3.2 ANTI-DILUTION PROVISIONS. In the event Mutual changes the
number of shares of Mutual Common Stock issued and outstanding prior to the
Effective Time as a result of a stock split, stock dividend, recapitalization.
or similar transaction with respect to such stock, the Exchange Ratio, as the
case may be, shall be proportionately adjusted. In the event UPC changes the
number of shares of UPC Common Stock issued and outstanding prior to the
Effective Time as a result of a stock split, stock dividend, recapitalization,
or similar transaction with respect to such stock and the record date therefor
(in the case of a stock dividend) or the effective date thereof (in the case of
a stock split or similar recapitalization for which a record date is not
established) shall be prior to the Effective Time, the Exchange Ratio shall be
proportionately adjusted.

━━━━

# [Given problem A]
According to the anti-dilution provision, what happens to the Exchange Ratio if Mutual changes its number of issued and outstanding shares through a stock split before the Effective Time?
# [Given problem B]
Rewrite the anti-dilution provision from the words "3.2 ANTI-DILUTION PROVISIONS." through the words "stock dividend, recapitalization.", and swap in "Closing Date" wherever "Effective Time" appears.

Box annotations for photos
━━━━

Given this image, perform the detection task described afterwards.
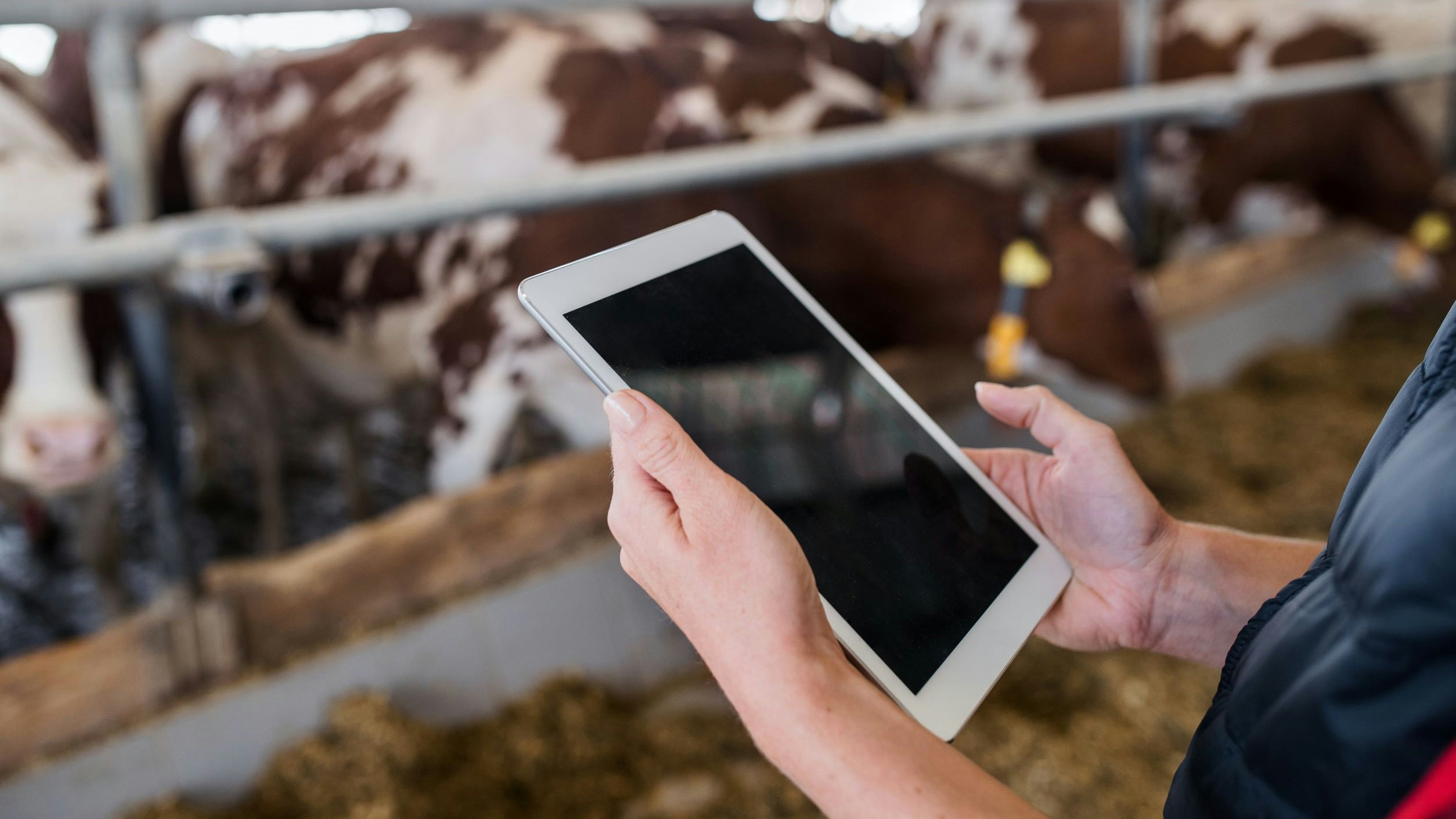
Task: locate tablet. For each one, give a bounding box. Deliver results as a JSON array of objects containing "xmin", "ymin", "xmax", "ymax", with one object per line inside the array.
[{"xmin": 520, "ymin": 212, "xmax": 1072, "ymax": 739}]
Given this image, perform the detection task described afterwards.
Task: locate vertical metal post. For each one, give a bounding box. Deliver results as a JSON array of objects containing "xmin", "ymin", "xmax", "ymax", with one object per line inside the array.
[
  {"xmin": 1441, "ymin": 10, "xmax": 1456, "ymax": 172},
  {"xmin": 1121, "ymin": 0, "xmax": 1161, "ymax": 265},
  {"xmin": 87, "ymin": 16, "xmax": 200, "ymax": 592}
]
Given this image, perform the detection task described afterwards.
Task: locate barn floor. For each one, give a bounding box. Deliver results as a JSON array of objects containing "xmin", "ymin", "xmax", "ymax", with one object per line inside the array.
[{"xmin": 119, "ymin": 297, "xmax": 1446, "ymax": 819}]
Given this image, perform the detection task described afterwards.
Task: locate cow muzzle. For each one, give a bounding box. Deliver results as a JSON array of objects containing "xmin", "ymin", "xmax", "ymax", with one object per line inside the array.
[
  {"xmin": 172, "ymin": 224, "xmax": 272, "ymax": 324},
  {"xmin": 3, "ymin": 416, "xmax": 121, "ymax": 495}
]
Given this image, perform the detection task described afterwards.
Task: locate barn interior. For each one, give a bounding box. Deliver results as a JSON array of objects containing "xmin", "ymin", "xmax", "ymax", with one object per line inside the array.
[{"xmin": 0, "ymin": 0, "xmax": 1456, "ymax": 819}]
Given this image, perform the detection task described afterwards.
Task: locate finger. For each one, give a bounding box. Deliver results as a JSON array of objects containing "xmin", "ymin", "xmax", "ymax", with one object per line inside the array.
[
  {"xmin": 961, "ymin": 446, "xmax": 1047, "ymax": 483},
  {"xmin": 975, "ymin": 381, "xmax": 1102, "ymax": 452},
  {"xmin": 607, "ymin": 418, "xmax": 682, "ymax": 543},
  {"xmin": 606, "ymin": 390, "xmax": 728, "ymax": 505}
]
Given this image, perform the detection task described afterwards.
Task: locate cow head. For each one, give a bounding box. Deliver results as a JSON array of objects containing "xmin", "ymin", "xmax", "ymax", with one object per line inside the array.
[
  {"xmin": 0, "ymin": 59, "xmax": 121, "ymax": 495},
  {"xmin": 1026, "ymin": 185, "xmax": 1166, "ymax": 397},
  {"xmin": 0, "ymin": 288, "xmax": 121, "ymax": 496}
]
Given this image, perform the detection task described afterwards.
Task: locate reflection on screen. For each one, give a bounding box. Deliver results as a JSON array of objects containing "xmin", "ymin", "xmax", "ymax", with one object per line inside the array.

━━━━

# [Correct response A]
The Exchange Ratio shall be proportionately adjusted.

# [Correct response B]
3.2 ANTI-DILUTION PROVISIONS. In the event Mutual changes the
number of shares of Mutual Common Stock issued and outstanding prior to the
Closing Date as a result of a stock split, stock dividend, recapitalization.